WHAT TO DO:
For the word "below", copy every line of the material that includes it.

□ □ □

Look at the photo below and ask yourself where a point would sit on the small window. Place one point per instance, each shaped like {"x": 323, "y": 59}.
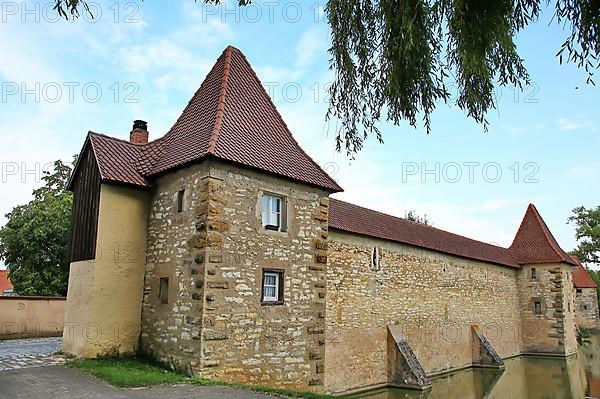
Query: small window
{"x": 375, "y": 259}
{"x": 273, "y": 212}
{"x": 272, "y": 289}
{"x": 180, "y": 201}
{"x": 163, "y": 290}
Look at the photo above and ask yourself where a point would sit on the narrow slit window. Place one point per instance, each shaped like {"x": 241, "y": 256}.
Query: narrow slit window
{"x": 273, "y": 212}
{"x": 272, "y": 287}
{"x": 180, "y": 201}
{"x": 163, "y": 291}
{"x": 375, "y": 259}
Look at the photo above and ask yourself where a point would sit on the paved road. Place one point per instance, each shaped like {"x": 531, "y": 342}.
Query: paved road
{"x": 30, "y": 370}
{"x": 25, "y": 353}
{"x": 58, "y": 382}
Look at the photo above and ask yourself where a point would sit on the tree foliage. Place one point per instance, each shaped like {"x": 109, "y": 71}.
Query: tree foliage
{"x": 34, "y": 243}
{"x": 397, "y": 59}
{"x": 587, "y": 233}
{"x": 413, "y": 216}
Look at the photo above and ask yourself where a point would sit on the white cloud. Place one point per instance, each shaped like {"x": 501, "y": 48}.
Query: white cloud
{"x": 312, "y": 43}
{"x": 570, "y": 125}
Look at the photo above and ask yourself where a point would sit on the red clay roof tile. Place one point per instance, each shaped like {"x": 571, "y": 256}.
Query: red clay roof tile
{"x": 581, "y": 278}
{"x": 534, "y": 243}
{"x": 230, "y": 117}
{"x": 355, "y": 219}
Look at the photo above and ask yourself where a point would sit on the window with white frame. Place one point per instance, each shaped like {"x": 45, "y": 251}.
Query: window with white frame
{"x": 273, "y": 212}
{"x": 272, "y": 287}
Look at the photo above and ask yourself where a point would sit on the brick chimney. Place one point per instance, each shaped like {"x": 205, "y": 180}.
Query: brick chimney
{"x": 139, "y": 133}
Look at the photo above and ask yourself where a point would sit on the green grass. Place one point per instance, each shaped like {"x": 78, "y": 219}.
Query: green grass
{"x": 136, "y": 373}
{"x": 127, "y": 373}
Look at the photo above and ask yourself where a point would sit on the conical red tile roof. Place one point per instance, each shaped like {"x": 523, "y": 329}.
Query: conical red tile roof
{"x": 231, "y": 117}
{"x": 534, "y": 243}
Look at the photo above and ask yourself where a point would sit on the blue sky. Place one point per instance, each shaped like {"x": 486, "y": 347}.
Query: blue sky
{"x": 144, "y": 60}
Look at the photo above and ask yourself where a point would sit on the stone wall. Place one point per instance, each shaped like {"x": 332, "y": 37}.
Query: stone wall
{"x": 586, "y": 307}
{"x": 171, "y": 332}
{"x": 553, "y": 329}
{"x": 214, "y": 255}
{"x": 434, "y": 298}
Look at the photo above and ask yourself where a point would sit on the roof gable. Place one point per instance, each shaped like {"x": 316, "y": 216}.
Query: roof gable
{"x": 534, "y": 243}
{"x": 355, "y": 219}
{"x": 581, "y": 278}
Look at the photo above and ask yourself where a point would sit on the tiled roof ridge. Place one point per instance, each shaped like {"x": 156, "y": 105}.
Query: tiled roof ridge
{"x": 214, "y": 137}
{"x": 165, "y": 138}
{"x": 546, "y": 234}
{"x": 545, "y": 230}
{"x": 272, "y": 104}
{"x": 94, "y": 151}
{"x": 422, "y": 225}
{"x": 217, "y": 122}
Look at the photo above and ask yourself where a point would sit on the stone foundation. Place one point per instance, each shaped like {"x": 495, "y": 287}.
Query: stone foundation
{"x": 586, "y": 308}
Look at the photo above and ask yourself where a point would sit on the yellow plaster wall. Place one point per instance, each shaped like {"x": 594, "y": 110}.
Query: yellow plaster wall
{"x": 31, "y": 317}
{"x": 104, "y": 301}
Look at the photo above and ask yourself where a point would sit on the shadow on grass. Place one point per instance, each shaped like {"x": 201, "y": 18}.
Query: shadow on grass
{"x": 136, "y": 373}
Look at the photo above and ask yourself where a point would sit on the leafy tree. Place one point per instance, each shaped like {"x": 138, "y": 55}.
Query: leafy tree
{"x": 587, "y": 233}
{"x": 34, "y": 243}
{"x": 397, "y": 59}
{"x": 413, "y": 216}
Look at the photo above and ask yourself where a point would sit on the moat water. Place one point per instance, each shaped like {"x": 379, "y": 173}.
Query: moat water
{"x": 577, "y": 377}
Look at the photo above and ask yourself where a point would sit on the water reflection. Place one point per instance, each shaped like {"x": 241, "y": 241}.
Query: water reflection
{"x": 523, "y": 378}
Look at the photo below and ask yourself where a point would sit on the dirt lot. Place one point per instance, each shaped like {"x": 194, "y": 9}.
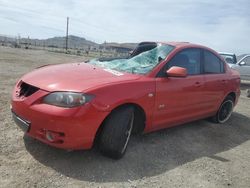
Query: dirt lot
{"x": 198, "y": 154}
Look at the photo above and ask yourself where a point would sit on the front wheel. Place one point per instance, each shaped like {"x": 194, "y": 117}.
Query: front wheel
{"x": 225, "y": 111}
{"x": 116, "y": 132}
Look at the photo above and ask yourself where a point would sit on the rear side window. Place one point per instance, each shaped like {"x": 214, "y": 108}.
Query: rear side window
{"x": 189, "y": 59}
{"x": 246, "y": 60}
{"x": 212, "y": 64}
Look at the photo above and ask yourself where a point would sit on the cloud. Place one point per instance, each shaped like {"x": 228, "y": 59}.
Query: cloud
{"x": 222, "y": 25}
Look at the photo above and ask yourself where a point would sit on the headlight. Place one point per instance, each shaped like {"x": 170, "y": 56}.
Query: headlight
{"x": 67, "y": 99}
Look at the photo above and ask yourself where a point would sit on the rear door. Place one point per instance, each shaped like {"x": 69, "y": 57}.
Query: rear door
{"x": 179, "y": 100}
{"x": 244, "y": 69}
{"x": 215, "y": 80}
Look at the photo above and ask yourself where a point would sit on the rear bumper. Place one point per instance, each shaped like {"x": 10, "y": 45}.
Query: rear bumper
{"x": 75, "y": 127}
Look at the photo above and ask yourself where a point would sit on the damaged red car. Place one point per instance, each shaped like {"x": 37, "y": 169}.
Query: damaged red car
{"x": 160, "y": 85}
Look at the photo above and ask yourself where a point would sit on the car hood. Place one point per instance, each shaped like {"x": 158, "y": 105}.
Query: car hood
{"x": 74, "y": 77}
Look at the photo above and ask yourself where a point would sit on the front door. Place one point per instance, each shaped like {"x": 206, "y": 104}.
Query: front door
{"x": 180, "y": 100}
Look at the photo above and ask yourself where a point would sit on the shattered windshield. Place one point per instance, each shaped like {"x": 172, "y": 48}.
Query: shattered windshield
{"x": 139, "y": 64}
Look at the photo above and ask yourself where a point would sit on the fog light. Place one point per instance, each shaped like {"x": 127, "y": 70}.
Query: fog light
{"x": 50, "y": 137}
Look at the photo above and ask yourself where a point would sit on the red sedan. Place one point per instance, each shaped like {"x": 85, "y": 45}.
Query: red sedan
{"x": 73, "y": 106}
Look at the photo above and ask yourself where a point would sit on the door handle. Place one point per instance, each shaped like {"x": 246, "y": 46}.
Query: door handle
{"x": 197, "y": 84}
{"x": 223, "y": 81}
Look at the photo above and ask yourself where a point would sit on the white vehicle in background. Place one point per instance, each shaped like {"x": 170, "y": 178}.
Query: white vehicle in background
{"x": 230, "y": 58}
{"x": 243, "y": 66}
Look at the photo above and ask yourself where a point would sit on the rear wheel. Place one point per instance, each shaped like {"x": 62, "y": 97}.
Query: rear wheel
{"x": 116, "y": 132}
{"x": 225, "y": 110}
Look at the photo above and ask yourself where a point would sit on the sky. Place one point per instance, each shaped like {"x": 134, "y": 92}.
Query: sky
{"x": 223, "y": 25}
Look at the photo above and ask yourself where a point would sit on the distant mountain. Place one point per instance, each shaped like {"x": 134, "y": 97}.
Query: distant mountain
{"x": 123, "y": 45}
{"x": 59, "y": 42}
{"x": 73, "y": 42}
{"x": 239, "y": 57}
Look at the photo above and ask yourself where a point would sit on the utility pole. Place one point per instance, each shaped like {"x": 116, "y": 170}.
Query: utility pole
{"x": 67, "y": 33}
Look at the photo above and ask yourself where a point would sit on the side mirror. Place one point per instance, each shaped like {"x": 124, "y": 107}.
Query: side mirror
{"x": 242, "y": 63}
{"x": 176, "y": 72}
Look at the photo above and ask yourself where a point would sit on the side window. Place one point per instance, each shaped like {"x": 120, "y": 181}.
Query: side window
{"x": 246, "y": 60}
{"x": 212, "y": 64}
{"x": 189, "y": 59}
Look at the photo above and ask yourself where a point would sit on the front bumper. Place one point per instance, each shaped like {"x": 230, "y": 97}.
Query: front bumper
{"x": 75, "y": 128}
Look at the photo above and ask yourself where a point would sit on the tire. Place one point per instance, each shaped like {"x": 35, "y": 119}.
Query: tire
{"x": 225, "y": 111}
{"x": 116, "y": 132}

□ □ □

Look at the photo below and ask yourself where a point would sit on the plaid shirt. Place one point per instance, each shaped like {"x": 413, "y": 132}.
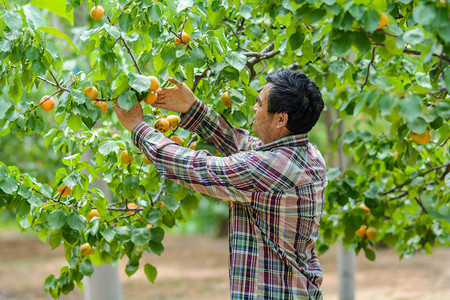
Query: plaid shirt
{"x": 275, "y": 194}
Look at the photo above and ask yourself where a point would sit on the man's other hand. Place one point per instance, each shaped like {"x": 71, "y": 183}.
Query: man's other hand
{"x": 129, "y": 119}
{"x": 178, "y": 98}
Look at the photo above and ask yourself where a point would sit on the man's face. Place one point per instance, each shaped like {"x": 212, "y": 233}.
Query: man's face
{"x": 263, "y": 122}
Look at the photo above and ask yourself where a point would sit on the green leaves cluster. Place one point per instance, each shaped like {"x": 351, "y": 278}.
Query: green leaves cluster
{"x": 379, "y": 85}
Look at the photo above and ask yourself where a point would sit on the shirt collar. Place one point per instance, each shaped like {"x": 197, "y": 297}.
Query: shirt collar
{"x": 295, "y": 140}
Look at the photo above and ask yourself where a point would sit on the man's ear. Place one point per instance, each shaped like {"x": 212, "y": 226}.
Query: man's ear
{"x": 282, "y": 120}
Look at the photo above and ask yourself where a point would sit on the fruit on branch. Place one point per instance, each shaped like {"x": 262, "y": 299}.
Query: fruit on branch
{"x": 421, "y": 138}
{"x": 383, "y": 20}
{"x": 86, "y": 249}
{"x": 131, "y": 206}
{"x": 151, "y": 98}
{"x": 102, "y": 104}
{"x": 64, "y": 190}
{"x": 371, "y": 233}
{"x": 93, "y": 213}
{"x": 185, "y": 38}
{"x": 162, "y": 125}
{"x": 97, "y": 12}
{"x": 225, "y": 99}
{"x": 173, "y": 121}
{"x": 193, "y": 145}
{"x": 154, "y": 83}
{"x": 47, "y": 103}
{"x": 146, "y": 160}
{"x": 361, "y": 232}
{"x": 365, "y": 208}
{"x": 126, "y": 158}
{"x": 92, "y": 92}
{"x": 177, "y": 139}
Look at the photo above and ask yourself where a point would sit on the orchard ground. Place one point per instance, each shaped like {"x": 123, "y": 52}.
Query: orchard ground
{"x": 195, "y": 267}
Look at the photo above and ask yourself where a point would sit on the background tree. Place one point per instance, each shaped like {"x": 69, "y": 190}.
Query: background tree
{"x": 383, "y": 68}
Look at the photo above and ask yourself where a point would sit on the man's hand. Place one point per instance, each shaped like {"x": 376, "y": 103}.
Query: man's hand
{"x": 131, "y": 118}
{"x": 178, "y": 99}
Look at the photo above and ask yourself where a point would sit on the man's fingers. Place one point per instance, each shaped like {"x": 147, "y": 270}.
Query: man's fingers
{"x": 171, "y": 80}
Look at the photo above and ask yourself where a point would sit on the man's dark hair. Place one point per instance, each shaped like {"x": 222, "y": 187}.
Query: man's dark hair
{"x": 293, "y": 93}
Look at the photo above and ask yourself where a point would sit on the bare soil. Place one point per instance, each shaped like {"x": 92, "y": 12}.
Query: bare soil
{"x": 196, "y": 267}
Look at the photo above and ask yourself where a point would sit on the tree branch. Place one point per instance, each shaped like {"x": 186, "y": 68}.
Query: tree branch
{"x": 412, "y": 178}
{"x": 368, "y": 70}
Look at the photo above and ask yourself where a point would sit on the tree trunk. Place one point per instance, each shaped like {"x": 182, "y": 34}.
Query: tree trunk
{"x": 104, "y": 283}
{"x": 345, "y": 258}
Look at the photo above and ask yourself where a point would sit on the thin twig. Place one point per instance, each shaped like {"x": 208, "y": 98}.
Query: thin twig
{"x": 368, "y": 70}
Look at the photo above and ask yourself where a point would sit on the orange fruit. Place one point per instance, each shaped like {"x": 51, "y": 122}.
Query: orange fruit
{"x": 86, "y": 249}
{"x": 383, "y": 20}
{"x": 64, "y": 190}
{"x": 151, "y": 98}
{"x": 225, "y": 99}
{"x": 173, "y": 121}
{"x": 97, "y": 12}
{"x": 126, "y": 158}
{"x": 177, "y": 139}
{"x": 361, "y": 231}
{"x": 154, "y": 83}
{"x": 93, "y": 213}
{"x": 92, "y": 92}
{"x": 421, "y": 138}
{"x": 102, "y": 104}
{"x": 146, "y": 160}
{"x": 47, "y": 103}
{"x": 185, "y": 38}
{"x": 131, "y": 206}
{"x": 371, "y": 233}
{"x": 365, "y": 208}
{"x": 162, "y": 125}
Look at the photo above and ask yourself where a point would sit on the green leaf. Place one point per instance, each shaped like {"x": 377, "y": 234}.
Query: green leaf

□ □ □

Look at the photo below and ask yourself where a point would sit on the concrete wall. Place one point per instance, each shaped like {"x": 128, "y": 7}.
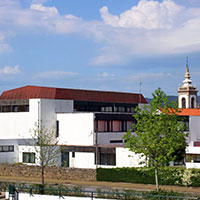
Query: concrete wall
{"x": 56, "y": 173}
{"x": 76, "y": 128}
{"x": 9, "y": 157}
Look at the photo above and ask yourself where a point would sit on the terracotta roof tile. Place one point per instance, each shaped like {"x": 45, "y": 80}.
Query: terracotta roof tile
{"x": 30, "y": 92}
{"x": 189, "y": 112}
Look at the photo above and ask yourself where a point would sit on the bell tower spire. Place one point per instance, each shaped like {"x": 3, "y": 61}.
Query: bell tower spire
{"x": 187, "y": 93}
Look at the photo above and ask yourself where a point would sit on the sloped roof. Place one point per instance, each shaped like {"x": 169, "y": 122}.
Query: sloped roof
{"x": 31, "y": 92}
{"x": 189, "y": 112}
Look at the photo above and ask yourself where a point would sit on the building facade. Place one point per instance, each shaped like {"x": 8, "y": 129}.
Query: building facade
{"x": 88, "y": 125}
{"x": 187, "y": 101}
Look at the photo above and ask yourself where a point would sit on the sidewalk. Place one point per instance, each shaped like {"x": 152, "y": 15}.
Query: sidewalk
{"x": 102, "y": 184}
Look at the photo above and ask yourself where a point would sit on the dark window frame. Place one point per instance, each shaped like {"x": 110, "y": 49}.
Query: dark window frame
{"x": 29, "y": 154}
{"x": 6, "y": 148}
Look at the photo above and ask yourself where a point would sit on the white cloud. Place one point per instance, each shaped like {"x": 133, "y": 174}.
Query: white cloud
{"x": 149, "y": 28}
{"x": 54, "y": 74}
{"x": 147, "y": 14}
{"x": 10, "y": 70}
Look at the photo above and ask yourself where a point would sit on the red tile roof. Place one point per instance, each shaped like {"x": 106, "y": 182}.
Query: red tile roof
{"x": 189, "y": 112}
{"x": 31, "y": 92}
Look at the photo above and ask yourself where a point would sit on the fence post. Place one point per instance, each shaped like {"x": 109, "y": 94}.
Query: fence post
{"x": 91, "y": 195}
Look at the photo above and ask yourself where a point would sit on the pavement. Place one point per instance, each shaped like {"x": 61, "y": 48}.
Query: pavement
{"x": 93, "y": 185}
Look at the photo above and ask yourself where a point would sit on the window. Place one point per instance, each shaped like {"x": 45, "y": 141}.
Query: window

□ □ □

THE COMPLETED TASK:
Look at the photo below and ask yourself where a point would sit on the small window. Place one point per instance, each shaped like {"x": 323, "y": 59}.
Look at the photo below and ask yourself where a point would sit on the dirt lot. Place one point per instance, each shaped like {"x": 194, "y": 9}.
Look at the photo below and ask yourself where a point would sit on the plaid shirt. Place one point per instance, each shaped like {"x": 413, "y": 132}.
Look at the photo below and ask yourself where a point would sit on the concrete wall. Place one point per instance, each shaped like {"x": 128, "y": 7}.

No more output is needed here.